** start of DATASET **
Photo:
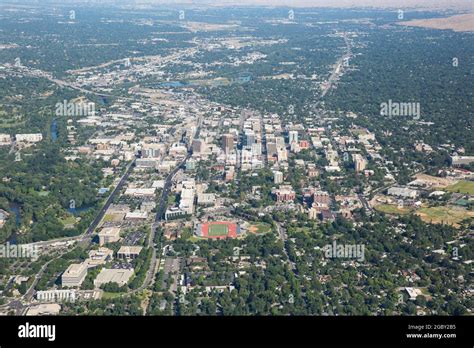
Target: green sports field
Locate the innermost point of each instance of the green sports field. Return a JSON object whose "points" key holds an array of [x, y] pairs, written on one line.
{"points": [[218, 230]]}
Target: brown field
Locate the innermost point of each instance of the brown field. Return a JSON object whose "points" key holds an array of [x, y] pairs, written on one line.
{"points": [[436, 181], [463, 22]]}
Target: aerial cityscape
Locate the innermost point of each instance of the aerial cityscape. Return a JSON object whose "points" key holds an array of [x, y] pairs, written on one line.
{"points": [[264, 160]]}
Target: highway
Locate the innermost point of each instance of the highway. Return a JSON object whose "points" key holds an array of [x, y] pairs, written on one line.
{"points": [[87, 235]]}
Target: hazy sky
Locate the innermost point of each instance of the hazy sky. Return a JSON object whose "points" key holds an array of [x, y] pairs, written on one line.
{"points": [[466, 4]]}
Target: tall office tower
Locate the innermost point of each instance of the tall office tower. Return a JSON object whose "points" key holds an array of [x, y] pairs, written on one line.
{"points": [[227, 143]]}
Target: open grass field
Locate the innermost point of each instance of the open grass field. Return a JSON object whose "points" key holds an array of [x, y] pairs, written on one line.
{"points": [[218, 230], [449, 215], [260, 227], [392, 209], [445, 215], [462, 187]]}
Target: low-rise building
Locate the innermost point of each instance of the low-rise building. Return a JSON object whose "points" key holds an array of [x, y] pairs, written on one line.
{"points": [[129, 252], [118, 276], [74, 275], [109, 235]]}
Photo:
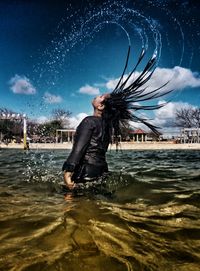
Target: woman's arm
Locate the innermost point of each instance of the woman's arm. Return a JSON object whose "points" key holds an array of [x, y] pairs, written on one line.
{"points": [[82, 139]]}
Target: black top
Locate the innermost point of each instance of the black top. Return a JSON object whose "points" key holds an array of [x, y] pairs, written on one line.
{"points": [[91, 142]]}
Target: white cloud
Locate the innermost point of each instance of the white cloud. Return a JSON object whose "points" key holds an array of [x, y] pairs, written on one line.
{"points": [[89, 90], [51, 98], [178, 77], [42, 119], [21, 85], [74, 121], [164, 118]]}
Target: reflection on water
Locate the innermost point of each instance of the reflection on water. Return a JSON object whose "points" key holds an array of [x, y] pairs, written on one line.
{"points": [[147, 220]]}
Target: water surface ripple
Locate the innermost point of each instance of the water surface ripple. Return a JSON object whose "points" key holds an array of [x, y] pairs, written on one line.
{"points": [[147, 217]]}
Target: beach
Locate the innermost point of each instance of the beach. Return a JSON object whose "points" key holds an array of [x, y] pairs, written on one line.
{"points": [[123, 146]]}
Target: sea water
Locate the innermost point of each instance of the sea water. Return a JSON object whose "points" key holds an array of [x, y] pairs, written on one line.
{"points": [[146, 217]]}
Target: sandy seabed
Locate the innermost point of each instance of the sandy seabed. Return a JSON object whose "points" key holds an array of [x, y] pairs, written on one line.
{"points": [[122, 145]]}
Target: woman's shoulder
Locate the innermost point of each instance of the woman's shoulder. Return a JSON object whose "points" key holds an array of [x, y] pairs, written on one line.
{"points": [[89, 120]]}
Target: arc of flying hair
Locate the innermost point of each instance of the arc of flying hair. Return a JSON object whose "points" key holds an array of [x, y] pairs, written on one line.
{"points": [[125, 68], [121, 102]]}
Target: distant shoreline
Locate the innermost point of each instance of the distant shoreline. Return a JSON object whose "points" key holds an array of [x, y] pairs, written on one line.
{"points": [[123, 146]]}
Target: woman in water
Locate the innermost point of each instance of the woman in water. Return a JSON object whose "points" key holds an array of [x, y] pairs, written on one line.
{"points": [[87, 160]]}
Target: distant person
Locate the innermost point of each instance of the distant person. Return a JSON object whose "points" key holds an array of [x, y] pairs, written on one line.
{"points": [[87, 160]]}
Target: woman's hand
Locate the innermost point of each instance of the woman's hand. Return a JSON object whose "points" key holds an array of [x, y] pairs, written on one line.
{"points": [[68, 181]]}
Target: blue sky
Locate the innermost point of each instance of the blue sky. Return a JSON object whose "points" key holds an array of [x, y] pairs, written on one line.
{"points": [[60, 55]]}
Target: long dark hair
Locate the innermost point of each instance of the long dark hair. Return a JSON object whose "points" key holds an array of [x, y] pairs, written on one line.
{"points": [[120, 106]]}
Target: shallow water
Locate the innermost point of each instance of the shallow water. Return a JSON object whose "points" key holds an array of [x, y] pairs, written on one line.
{"points": [[146, 218]]}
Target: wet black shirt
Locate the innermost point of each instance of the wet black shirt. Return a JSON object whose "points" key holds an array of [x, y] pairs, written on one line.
{"points": [[91, 142]]}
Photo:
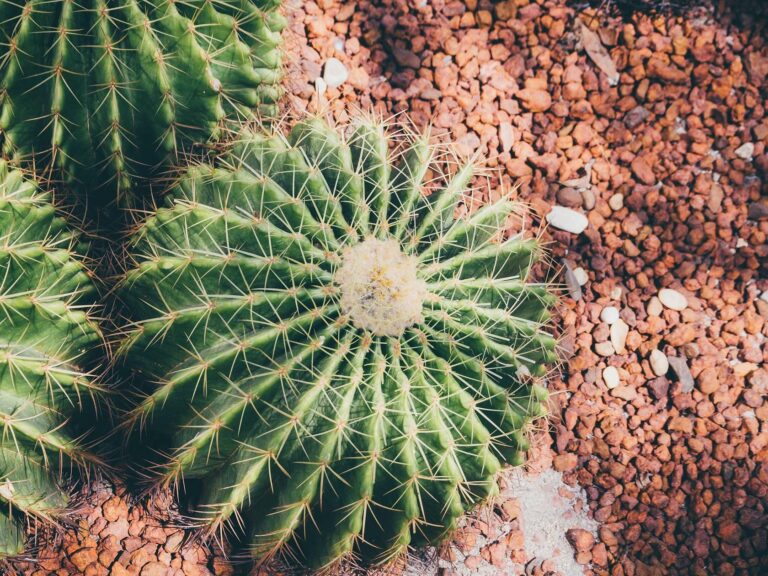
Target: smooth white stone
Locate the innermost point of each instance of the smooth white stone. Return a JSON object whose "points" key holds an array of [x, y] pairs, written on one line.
{"points": [[566, 219], [335, 73], [581, 276], [611, 377]]}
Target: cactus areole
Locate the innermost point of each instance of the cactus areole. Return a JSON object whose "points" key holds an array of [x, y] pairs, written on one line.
{"points": [[338, 364], [105, 92]]}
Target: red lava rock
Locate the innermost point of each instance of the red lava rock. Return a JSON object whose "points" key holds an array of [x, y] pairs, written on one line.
{"points": [[535, 100], [642, 169], [565, 462], [580, 539]]}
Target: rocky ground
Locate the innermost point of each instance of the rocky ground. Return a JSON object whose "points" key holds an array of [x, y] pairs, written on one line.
{"points": [[642, 144]]}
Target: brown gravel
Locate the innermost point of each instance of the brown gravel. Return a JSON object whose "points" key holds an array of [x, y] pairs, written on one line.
{"points": [[112, 535], [656, 129]]}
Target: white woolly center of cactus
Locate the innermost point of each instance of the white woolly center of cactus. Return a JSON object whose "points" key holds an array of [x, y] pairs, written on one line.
{"points": [[380, 290]]}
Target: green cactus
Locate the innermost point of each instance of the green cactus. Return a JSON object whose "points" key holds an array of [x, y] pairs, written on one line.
{"points": [[106, 91], [46, 337], [338, 365]]}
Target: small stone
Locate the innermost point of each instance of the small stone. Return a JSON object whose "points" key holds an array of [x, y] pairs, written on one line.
{"points": [[616, 202], [406, 58], [580, 539], [569, 197], [745, 151], [335, 73], [83, 558], [506, 136], [680, 424], [566, 219], [758, 210], [574, 288], [680, 368], [673, 299], [114, 508], [535, 100], [609, 315], [565, 462], [635, 117], [154, 569], [654, 307], [321, 87], [611, 377], [605, 349], [468, 144], [643, 171], [659, 362], [619, 333], [708, 381]]}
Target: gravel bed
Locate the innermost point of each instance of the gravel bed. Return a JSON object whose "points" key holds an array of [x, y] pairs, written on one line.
{"points": [[640, 144]]}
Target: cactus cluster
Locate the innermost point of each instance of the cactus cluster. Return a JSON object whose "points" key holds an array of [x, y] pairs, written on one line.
{"points": [[106, 91], [338, 366], [47, 340]]}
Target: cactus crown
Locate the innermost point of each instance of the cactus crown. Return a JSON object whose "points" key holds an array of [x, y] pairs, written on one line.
{"points": [[105, 91], [46, 337], [338, 364]]}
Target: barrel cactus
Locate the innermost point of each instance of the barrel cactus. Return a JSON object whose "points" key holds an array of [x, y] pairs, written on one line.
{"points": [[336, 367], [105, 91], [47, 337]]}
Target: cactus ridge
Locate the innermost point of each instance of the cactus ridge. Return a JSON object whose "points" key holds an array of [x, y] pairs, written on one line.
{"points": [[47, 335], [318, 440], [105, 91]]}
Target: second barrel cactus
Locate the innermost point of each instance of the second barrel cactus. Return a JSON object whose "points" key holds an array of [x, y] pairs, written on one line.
{"points": [[103, 92], [48, 341], [337, 364]]}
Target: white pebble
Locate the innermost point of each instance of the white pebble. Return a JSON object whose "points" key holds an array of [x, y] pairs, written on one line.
{"points": [[616, 202], [673, 299], [335, 73], [654, 307], [609, 315], [611, 377], [320, 86], [619, 333], [745, 151], [567, 219], [582, 277], [659, 362]]}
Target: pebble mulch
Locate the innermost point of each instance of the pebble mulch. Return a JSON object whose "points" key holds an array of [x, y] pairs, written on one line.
{"points": [[642, 144]]}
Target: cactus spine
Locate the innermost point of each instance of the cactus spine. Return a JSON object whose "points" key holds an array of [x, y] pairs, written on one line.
{"points": [[46, 337], [105, 91], [339, 364]]}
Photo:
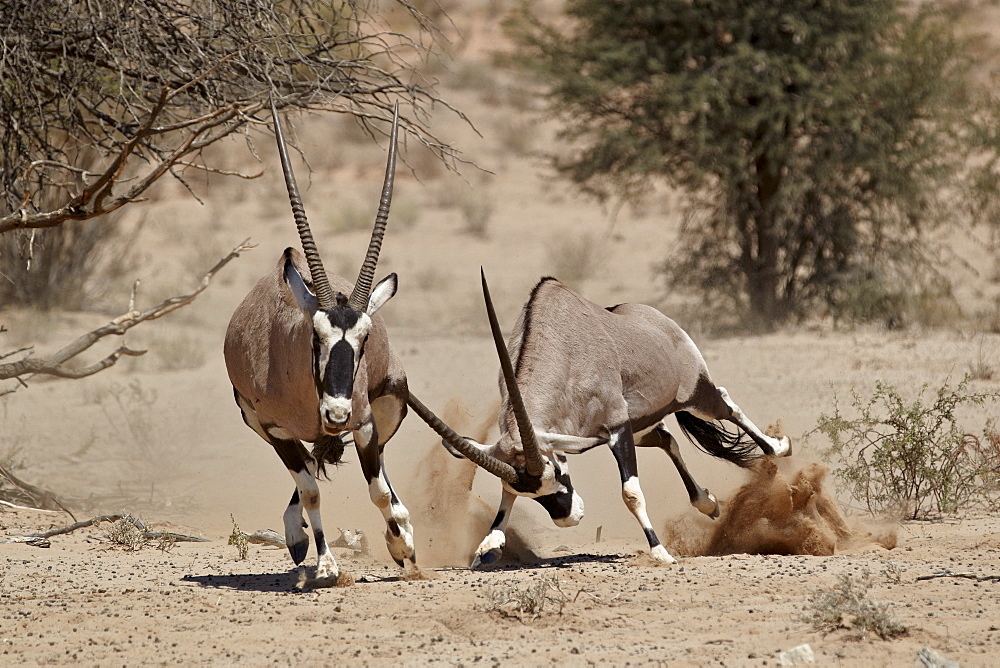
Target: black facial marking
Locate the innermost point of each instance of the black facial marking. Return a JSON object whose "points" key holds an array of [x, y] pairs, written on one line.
{"points": [[498, 520], [339, 378], [558, 505], [343, 317]]}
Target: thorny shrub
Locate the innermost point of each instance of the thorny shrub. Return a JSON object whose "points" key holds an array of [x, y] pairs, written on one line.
{"points": [[239, 540], [913, 456]]}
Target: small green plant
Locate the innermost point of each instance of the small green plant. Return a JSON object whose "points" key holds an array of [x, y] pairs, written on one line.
{"points": [[848, 605], [913, 457], [528, 601], [238, 539], [127, 533]]}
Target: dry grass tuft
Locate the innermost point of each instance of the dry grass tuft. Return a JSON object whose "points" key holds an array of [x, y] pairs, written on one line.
{"points": [[848, 606]]}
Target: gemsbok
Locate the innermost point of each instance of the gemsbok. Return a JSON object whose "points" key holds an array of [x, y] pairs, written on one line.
{"points": [[308, 363], [585, 376]]}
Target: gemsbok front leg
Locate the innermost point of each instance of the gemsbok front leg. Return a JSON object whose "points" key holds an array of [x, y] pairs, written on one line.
{"points": [[399, 531], [297, 460], [701, 498], [622, 445], [492, 546]]}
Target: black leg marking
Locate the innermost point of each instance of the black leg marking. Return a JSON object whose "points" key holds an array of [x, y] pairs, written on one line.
{"points": [[298, 550]]}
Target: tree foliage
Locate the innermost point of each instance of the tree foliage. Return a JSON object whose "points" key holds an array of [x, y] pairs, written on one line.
{"points": [[816, 141], [913, 457], [100, 98]]}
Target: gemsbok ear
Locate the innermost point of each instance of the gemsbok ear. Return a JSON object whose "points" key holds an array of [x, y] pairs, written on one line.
{"points": [[303, 296], [382, 293]]}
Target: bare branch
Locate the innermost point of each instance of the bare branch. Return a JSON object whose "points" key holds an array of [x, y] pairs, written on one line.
{"points": [[56, 364], [96, 98]]}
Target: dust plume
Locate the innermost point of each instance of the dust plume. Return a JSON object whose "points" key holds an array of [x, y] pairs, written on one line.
{"points": [[784, 508], [458, 519]]}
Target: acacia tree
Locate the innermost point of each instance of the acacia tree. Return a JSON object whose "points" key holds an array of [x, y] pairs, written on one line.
{"points": [[101, 98], [817, 142]]}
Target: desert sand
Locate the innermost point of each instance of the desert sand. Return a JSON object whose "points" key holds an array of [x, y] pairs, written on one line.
{"points": [[160, 437]]}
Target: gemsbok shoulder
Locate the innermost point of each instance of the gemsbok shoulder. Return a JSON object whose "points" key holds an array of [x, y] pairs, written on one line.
{"points": [[585, 376], [310, 363]]}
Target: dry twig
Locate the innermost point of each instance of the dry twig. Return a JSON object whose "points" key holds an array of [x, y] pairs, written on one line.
{"points": [[56, 365]]}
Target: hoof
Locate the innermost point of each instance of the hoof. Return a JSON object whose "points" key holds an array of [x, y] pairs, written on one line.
{"points": [[660, 554], [488, 557], [299, 550]]}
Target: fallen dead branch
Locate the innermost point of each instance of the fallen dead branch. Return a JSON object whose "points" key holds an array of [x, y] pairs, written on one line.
{"points": [[137, 523], [56, 365], [966, 576], [32, 497]]}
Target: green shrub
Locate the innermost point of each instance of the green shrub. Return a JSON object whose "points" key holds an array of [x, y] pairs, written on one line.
{"points": [[848, 605], [914, 457]]}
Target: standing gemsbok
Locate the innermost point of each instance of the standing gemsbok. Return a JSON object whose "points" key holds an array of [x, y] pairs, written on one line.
{"points": [[308, 363], [585, 376]]}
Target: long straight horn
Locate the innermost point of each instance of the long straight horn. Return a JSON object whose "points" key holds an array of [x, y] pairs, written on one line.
{"points": [[363, 286], [321, 284], [532, 457], [482, 459]]}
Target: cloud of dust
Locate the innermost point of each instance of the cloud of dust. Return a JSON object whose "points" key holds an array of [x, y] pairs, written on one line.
{"points": [[454, 517], [784, 508]]}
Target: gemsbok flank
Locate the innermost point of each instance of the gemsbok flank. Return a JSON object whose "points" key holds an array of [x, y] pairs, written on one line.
{"points": [[586, 376], [308, 363]]}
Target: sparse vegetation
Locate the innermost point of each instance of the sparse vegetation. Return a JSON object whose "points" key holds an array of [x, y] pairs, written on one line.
{"points": [[527, 601], [816, 140], [239, 540], [848, 606], [913, 457], [127, 534]]}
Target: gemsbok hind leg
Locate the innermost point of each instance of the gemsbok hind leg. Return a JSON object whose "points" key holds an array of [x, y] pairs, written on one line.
{"points": [[771, 446], [296, 459], [399, 531], [703, 500], [622, 446]]}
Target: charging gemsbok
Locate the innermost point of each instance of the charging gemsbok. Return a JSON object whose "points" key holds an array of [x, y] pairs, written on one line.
{"points": [[585, 376], [308, 363]]}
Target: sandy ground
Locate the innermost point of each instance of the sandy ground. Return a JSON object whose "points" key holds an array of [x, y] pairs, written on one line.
{"points": [[160, 437]]}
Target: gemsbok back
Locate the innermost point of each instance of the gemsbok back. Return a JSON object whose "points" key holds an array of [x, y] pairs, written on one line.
{"points": [[308, 363], [585, 376]]}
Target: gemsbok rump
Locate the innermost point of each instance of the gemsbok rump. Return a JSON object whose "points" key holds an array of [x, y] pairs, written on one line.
{"points": [[585, 376], [308, 363]]}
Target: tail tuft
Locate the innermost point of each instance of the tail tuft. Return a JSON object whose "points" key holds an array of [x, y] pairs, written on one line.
{"points": [[717, 441], [327, 450]]}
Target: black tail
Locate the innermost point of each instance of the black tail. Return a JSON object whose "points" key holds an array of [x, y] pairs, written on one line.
{"points": [[328, 450], [717, 441]]}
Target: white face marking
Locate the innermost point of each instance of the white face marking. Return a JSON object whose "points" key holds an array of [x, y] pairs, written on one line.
{"points": [[575, 513], [337, 410]]}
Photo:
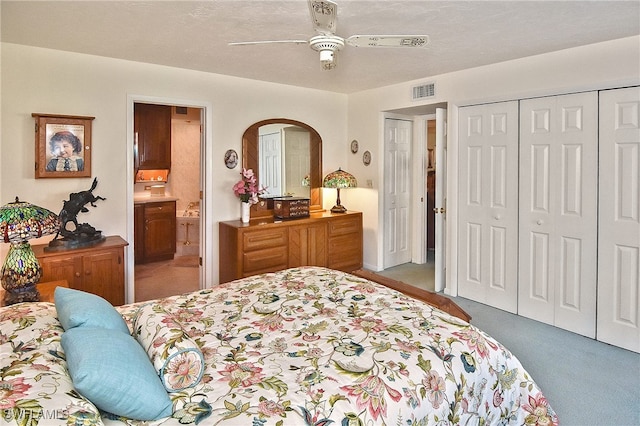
** end of DATASET **
How many lines in the items above contain the string "smooth"? Case must match. Reply with the number alone.

2